PROBLEM DESCRIPTION
Rewrite the lines below with "all instances" substituted for "every instance" wherever it appears, keeping everything else unchanged.

------------------------------

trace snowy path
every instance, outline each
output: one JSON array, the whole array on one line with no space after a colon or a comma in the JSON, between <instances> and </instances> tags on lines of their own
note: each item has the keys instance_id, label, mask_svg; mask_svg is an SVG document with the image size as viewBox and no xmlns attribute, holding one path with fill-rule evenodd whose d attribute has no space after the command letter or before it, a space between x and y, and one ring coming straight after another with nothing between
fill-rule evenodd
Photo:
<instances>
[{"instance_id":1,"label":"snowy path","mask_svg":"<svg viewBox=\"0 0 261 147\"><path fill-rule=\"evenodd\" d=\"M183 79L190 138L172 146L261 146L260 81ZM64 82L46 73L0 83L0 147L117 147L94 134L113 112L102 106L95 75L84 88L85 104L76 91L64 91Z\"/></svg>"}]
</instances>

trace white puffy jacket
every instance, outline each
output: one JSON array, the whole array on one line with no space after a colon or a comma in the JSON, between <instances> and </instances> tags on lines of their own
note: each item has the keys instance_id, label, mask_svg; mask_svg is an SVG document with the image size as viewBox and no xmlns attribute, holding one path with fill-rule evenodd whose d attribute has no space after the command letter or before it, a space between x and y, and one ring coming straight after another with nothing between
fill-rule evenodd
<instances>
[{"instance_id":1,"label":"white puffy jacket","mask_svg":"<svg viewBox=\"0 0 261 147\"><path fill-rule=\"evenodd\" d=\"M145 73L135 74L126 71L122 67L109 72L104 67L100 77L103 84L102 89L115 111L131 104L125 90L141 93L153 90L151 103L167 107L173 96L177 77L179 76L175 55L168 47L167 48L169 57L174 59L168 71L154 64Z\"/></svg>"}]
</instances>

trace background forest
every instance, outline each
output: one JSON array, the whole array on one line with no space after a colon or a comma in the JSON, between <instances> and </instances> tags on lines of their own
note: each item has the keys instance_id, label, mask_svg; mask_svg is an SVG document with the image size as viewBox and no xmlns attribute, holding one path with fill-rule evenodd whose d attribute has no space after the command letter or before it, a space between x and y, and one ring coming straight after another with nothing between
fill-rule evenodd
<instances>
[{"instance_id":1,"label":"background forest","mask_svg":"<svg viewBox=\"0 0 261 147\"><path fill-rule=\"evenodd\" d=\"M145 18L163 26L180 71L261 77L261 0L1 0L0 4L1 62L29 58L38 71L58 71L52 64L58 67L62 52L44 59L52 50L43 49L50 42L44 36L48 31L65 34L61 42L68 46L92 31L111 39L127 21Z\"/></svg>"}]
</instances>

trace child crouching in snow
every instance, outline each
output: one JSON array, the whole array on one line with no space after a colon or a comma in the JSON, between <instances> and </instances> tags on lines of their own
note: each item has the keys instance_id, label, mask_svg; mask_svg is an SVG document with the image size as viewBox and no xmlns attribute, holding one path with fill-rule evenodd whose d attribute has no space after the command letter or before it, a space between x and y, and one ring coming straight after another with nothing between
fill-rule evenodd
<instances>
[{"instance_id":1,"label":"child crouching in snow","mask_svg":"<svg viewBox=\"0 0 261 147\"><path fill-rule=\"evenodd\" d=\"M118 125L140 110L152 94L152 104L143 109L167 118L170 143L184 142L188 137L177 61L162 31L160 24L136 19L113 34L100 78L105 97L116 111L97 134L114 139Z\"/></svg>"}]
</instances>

------------------------------

ANSWER FOR THIS EXERCISE
trace snowy path
all instances, outline each
output: one JSON array, the whole array on one line with no space after a colon or a comma in the JSON, between <instances> and </instances> tags on lines of their own
note: each item has the keys instance_id, label, mask_svg; mask_svg is an SVG document with the image size as viewBox and no xmlns attribute, holding one path with fill-rule evenodd whose d attribute has no space after the command letter or before it, a space between x and y, and one ring coming straight after another with nothing between
fill-rule evenodd
Photo:
<instances>
[{"instance_id":1,"label":"snowy path","mask_svg":"<svg viewBox=\"0 0 261 147\"><path fill-rule=\"evenodd\" d=\"M183 79L190 138L172 146L261 146L260 81ZM64 82L46 73L0 83L0 147L117 147L94 134L113 112L102 106L95 75L84 88L85 104L76 91L64 91Z\"/></svg>"}]
</instances>

trace white puffy jacket
all instances, outline each
output: one JSON array, the whole array on one line with no space after a colon or a comma in the JSON, between <instances> and </instances> tags on lines of their own
note: each item has the keys instance_id, label, mask_svg; mask_svg is an SVG document with the image size as viewBox and no xmlns attribute, holding one path with fill-rule evenodd whose d attribute has no space after the command letter or before it, a space between x and y, and one ring coming straight after another with nothing between
fill-rule evenodd
<instances>
[{"instance_id":1,"label":"white puffy jacket","mask_svg":"<svg viewBox=\"0 0 261 147\"><path fill-rule=\"evenodd\" d=\"M145 73L135 74L126 71L122 67L109 72L104 67L100 77L103 84L102 89L115 111L131 104L125 90L141 93L153 90L151 103L167 107L173 96L177 77L179 76L175 55L168 47L167 48L169 57L174 59L168 71L154 64Z\"/></svg>"}]
</instances>

trace background forest
all instances, outline each
output: one JSON array, the whole array on one line with no space after a colon or a comma in the JSON, between <instances> and </instances> tags on lines of their own
note: each item has the keys instance_id, label, mask_svg; mask_svg is an SVG document with the image size as viewBox and no xmlns attribute, holding one path with fill-rule evenodd whose d attribute has no space after the command letter or before it, a space between x and y, and one ring coming straight after another with nothing between
fill-rule evenodd
<instances>
[{"instance_id":1,"label":"background forest","mask_svg":"<svg viewBox=\"0 0 261 147\"><path fill-rule=\"evenodd\" d=\"M145 18L163 26L180 71L261 77L261 0L1 0L0 4L1 62L29 58L38 71L58 71L52 64L58 67L62 52L44 59L52 50L43 49L50 42L44 36L48 31L65 34L61 42L68 46L92 31L111 39L127 21Z\"/></svg>"}]
</instances>

trace child crouching in snow
all instances, outline each
output: one JSON array, the whole array on one line with no space after a colon or a comma in the JSON, between <instances> and </instances> tags on lines of their own
note: each item has the keys instance_id, label, mask_svg; mask_svg is an SVG document with the image size as viewBox and no xmlns attribute, holding one path with fill-rule evenodd whose d attribute has no space after the command letter or before it, a space between x and y, and one ring coming straight after another with nothing between
fill-rule evenodd
<instances>
[{"instance_id":1,"label":"child crouching in snow","mask_svg":"<svg viewBox=\"0 0 261 147\"><path fill-rule=\"evenodd\" d=\"M118 125L140 110L152 94L152 104L143 109L167 118L170 143L184 142L188 137L177 61L162 31L160 24L136 19L113 34L100 78L105 97L116 111L97 134L114 139Z\"/></svg>"}]
</instances>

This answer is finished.